* _What needs to be done_:
Answer these questions from the meeting minutes below:
1. Which company is listed for Greg Nuss?
2. Which POSIX study group is named in the discussion?
3. How many times a year does POSIX meet?

SSSWG - February 1994 Minutes
IEEE SSSWG
February 8, 1994
IEEE SSSWG Attendance February 1994
NAME COMPANY
_______________________________________ _______________________________________
Betty Jo Armstead SVERDRUP Tech, Inc.
Bob Baird Hewlett-Packard
Peter R. Berard Battelle, Pacific Northwest Labs.
Ramesh Bodapati Hewlett-Packard
Carolyn Buford Computer Sciences Corporation
Walter A. Burkhard University of California, San Diego
Bob Coyne IBM, Federal
Jeff Deutsch IBM - Federal Systems Company
David J. Donald Metrum Inc.
Richard Garrison Martin Marietta Corporation
D. Creig Humes NASA Langley Research Center
David Isaac MITRE
Merritt E. Jones IBM / FSC
Steve Louis National Energy Res. Supercomputer Ctr.
Dennis Luck Department of Defense
Greg Nuss Cray Research, Inc.
Jon W. Peake IBM Storage Systems Division
Larry Pelletier NCR Microelectronics Products Division
Rich Ruef IBM/FSC
David E. Skinner Storage Technology Corporation
Jodie Smith Storage Technology Corp.
Linda L. Tefend E-Systems, Inc.
Richard Wrenn Digital Equipment Corporation
The topic of discussion was the relationship of IEEE SSSWG and
POSIX, particularly with the "Removable Media Study Group". One
possibility is to hold joint meetings with POSIX. They meet four
times a year and the registration fee is $300-$350 per meeting.

[Data items]

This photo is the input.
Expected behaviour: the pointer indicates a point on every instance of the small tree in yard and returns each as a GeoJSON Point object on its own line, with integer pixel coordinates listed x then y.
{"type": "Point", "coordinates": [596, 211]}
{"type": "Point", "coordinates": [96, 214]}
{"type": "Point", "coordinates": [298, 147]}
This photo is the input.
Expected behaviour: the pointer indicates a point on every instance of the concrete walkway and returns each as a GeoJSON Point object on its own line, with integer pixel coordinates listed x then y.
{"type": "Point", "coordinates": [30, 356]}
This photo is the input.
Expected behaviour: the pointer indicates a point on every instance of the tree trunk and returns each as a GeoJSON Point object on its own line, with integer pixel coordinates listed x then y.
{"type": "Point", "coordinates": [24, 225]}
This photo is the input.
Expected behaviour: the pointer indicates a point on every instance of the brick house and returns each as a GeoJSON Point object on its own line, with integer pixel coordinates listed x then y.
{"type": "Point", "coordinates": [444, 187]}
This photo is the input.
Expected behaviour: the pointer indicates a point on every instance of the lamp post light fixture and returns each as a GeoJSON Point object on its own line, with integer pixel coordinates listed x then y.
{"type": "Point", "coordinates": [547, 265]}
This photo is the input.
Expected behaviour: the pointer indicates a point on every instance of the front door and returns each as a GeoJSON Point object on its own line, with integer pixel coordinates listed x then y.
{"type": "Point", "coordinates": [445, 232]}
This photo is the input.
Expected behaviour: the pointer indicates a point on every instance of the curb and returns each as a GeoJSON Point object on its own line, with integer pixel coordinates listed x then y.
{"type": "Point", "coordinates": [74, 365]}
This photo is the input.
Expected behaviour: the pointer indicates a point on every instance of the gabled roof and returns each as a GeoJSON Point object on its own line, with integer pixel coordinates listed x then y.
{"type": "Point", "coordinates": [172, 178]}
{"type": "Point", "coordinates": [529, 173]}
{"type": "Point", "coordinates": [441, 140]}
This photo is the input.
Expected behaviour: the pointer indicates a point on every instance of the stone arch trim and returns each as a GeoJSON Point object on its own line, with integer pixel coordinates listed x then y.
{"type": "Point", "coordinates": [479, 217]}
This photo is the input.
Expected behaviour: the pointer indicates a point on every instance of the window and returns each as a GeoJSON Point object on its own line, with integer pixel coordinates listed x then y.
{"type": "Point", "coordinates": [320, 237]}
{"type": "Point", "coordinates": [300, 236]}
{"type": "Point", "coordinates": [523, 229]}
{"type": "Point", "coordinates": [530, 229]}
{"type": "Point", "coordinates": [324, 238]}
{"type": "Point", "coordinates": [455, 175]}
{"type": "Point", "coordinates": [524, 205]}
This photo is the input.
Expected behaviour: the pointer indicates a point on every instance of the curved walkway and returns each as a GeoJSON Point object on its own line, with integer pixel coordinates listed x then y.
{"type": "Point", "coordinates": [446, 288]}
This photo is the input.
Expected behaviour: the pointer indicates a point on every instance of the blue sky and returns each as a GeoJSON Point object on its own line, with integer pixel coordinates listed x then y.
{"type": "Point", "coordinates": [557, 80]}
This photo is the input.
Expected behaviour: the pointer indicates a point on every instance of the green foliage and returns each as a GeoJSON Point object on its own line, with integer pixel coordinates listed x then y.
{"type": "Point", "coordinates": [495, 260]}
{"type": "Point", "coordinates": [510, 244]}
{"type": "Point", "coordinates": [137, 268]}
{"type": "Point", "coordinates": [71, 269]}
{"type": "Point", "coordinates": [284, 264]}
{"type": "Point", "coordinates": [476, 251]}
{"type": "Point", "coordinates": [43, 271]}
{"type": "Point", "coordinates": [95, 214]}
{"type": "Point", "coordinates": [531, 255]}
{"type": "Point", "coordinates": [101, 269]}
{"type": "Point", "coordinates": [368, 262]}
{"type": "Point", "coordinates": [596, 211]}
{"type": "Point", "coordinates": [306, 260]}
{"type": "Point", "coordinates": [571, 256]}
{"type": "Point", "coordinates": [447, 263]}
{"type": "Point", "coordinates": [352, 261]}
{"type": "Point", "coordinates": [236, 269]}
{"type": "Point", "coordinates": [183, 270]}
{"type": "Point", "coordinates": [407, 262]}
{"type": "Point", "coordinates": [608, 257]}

* _Reply_:
1. Cray Research, Inc.
2. The "Removable Media Study Group"
3. Four times a year